# Problem description:
Please list every row that contains the string "basketball", matching case exactly.

# Material supplied:
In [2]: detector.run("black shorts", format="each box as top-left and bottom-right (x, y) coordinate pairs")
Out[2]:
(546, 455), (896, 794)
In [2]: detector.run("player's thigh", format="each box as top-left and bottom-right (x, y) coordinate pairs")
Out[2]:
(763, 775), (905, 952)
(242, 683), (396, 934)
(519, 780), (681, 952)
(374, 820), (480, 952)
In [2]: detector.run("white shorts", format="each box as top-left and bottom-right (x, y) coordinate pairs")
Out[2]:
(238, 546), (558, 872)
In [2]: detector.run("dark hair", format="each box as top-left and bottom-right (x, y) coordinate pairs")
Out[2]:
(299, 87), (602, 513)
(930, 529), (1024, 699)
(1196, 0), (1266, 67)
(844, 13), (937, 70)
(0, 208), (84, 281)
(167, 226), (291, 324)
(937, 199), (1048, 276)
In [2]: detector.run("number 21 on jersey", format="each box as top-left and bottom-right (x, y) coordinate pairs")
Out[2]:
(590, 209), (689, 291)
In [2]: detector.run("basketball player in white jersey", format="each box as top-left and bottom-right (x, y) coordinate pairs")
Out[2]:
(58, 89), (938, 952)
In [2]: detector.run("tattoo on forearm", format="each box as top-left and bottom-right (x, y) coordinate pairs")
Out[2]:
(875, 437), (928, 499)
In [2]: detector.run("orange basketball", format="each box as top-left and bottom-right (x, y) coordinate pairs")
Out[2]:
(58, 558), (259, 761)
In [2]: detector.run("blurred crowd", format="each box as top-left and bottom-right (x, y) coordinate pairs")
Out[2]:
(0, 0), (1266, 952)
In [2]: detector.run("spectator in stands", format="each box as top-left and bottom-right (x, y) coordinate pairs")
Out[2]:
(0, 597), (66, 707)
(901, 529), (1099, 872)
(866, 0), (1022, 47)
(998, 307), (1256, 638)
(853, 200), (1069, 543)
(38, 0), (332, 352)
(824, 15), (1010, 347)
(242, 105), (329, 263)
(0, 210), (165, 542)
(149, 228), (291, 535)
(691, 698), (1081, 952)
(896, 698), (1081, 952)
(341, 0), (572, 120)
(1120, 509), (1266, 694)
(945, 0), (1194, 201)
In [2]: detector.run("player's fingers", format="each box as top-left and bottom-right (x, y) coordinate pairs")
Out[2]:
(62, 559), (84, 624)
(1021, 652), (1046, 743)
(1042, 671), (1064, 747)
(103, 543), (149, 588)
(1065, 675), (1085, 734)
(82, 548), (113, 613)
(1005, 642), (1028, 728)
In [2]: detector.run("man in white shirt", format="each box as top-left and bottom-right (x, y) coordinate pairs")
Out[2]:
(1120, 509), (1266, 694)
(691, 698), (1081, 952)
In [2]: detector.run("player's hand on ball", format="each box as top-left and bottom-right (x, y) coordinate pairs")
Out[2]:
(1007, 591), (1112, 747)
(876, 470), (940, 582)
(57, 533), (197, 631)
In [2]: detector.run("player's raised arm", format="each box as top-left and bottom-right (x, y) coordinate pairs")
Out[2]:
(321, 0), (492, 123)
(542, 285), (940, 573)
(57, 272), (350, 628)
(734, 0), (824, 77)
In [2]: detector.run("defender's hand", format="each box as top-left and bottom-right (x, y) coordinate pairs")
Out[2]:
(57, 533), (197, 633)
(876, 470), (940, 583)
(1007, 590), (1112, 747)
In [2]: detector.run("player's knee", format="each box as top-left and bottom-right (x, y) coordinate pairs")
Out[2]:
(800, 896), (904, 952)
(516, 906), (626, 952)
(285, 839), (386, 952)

==

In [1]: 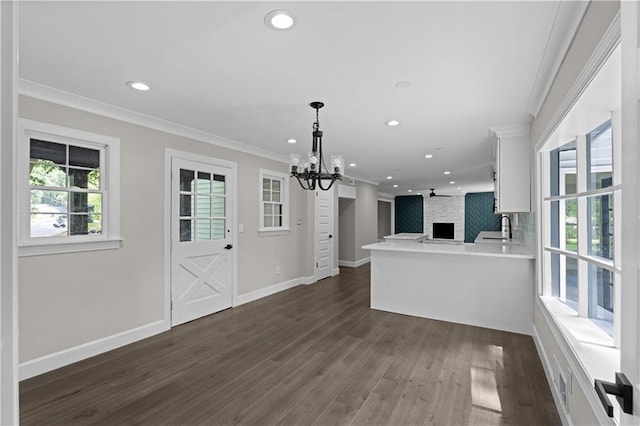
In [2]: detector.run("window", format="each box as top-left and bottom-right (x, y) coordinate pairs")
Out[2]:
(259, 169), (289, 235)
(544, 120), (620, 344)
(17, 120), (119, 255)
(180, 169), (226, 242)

# The response:
In [2]: detector.run("basketball player in white jersey", format="each box as top-left and bottom-right (x, y) coordinate pairs")
In [2]: detector.run("orange basketball", format="each box as top-left and bottom-right (x, y) coordinate pairs")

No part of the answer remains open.